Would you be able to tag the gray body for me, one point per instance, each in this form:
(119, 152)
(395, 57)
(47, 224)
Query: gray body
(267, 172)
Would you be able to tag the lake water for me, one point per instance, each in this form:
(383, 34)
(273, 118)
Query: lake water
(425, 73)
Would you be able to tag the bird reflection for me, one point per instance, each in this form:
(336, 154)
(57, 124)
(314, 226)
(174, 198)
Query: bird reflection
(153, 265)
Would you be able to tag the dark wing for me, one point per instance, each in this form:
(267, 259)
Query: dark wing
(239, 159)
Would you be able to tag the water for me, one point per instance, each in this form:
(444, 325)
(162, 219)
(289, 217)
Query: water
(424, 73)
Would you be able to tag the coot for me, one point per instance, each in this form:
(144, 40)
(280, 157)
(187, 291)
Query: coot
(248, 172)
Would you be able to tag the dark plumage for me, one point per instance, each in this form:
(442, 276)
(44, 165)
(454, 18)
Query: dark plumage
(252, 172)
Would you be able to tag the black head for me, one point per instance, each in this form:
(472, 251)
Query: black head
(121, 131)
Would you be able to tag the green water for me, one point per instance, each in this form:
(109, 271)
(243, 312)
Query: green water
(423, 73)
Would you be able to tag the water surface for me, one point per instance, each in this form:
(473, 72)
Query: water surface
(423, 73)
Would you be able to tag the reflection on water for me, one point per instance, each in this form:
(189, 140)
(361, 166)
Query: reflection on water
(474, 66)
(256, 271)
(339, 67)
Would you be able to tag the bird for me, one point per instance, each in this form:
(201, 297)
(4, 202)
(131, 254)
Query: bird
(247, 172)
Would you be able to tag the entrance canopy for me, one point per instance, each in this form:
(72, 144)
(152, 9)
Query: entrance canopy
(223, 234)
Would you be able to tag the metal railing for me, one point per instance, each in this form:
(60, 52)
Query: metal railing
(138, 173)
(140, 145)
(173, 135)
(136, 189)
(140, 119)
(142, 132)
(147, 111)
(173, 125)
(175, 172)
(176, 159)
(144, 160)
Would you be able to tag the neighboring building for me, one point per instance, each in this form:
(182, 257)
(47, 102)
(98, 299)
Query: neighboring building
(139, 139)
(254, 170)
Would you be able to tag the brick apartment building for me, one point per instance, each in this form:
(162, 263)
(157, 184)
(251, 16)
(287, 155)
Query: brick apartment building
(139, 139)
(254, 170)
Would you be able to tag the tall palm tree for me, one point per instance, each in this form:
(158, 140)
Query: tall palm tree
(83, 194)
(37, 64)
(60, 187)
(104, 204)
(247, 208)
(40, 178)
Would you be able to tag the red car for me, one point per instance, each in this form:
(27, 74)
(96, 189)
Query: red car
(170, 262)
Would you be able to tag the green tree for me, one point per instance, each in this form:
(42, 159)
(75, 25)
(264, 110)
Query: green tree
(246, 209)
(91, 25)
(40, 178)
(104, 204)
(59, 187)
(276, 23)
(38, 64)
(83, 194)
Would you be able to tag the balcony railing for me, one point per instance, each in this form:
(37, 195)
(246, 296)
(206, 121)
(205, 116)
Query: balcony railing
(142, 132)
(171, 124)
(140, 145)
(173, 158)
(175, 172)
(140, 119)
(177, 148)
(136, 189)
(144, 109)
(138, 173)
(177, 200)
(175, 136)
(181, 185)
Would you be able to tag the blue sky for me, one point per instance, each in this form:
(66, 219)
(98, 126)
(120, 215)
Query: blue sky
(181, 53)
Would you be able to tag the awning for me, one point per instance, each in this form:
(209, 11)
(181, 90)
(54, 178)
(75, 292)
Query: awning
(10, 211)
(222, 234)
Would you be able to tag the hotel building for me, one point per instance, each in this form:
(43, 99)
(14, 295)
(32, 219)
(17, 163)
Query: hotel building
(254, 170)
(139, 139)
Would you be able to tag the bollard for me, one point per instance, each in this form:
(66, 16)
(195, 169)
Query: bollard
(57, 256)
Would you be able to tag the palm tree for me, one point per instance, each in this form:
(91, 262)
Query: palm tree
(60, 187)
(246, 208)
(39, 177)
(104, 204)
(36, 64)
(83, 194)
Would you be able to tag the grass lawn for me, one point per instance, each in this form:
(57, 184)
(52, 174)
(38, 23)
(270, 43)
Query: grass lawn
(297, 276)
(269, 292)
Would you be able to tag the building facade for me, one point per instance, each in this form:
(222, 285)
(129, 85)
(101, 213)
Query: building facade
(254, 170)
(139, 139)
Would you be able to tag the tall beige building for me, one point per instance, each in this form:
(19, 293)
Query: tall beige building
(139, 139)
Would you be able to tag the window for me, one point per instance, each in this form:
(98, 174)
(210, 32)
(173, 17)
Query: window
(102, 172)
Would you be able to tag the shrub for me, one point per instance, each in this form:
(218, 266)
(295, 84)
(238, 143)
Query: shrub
_ _ _ _ _ _ _
Set every record down word for word, omitting none.

> Exercise response
Would you be able to tag the gray body for me, one point per instance, each in this form:
(119, 152)
(395, 57)
(47, 224)
Query: gray body
(267, 172)
Would you be able to tag the lake water for me, one point per instance, each in this form:
(383, 34)
(273, 118)
Query: lake water
(425, 73)
Would you be able to tag the bird reflection for me, one point per instance, each in this form:
(336, 154)
(57, 124)
(314, 226)
(174, 198)
Query: bird reflection
(153, 265)
Would you be able to tag the dark wing for me, one point per instance, each in this form:
(267, 259)
Query: dark wing
(239, 159)
Would you be able to tag the water for me, one point per instance, each in this form:
(444, 325)
(162, 219)
(289, 217)
Query: water
(424, 73)
Would you be able to tag the coot for me, one point per instance, each in this form:
(144, 40)
(280, 157)
(187, 291)
Query: coot
(248, 172)
Would you be able to tag the dark plumage for me, one point per instance, each in this form:
(442, 276)
(44, 165)
(454, 18)
Query: dark plumage
(252, 172)
Would you be able to tag the black head for me, one point per instance, each in this form:
(472, 251)
Query: black head
(121, 131)
Would you be able to tag the green water for me, one point per instance, each in this form:
(109, 271)
(243, 312)
Query: green water
(423, 73)
Would you be able to tag the water surface for me, one point per instance, each in this form:
(473, 72)
Query: water surface
(423, 73)
Would you be able to tag the reflection on water for me, one point per instance, each in this form:
(189, 140)
(361, 166)
Query: reflection on water
(474, 66)
(256, 271)
(339, 67)
Would you be able to tag the bird for me, one point per instance, each in this form:
(201, 297)
(4, 202)
(131, 254)
Query: bird
(247, 172)
Would you be able to tag the entrance canopy for me, one point per instance, each in this form:
(72, 144)
(152, 9)
Query: entrance canopy
(223, 234)
Would you be able to tag the metal railing for me, one point per instance, each in this form:
(60, 52)
Query: metal railing
(138, 173)
(140, 145)
(173, 135)
(136, 189)
(140, 119)
(142, 132)
(147, 111)
(173, 125)
(175, 172)
(176, 159)
(144, 160)
Would you be able to tag the neighboring building for me, one point per instance, each in this form:
(182, 257)
(47, 102)
(98, 299)
Query: neighboring building
(139, 139)
(254, 170)
Would you be able to tag the brick apartment building for me, one point per instance, each in this form:
(162, 263)
(157, 184)
(251, 16)
(287, 155)
Query: brick apartment building
(139, 139)
(254, 170)
Would you be able to tag the tall palm tree for me, one point per instance, each in this form:
(158, 140)
Query: tall palm tree
(83, 194)
(37, 64)
(60, 187)
(104, 204)
(247, 208)
(40, 178)
Would you be able to tag the red car for me, one point per instance, each in this form:
(27, 74)
(96, 189)
Query: red car
(170, 262)
Would you be able to tag the green tree for me, one point per instance, each in this form:
(42, 159)
(75, 25)
(264, 110)
Query: green tree
(246, 209)
(91, 25)
(40, 178)
(104, 204)
(59, 187)
(276, 23)
(38, 64)
(83, 194)
Would you be able to tag the balcony railing for me, one point per instance, each in this form:
(37, 195)
(246, 296)
(206, 121)
(205, 116)
Query: balcony railing
(142, 132)
(171, 124)
(140, 145)
(173, 158)
(175, 172)
(140, 119)
(177, 148)
(136, 189)
(144, 109)
(138, 173)
(177, 200)
(175, 136)
(181, 185)
Would you be able to tag the blue sky for me, one point per instance, each in this form:
(66, 219)
(98, 126)
(120, 215)
Query: blue sky
(181, 53)
Would you be able to tag the awning for me, one point per instance, each in this form:
(209, 11)
(181, 90)
(54, 178)
(75, 292)
Query: awning
(10, 211)
(222, 234)
Would you be able to tag the hotel building for me, one point per instance, each in this form:
(43, 99)
(14, 295)
(32, 219)
(17, 163)
Query: hotel building
(254, 170)
(139, 139)
Would you be able to tag the bollard for me, one point per instance, each in this form:
(66, 16)
(195, 169)
Query: bollard
(57, 256)
Would you be able to tag the palm tree for me, one point per instance, each in this form:
(91, 262)
Query: palm tree
(60, 187)
(246, 208)
(39, 177)
(104, 204)
(36, 64)
(83, 194)
Would you be able to tag the grass lawn for me, one point per instance, each in this form:
(57, 184)
(52, 174)
(38, 23)
(270, 43)
Query: grass lawn
(297, 276)
(269, 292)
Would you be able to tag the building facade for me, one point per instance, each in this form:
(222, 285)
(129, 85)
(101, 213)
Query: building facade
(254, 170)
(139, 139)
Would you be able to tag the tall beige building for me, one point per instance, each in this form:
(19, 293)
Query: tall beige building
(139, 139)
Would you be able to tag the window for me, one point per instance, each in this form:
(98, 174)
(210, 32)
(173, 17)
Query: window
(102, 172)
Would you be able to tag the shrub for me, one point per instance, each in this form:
(218, 266)
(295, 84)
(238, 143)
Query: shrub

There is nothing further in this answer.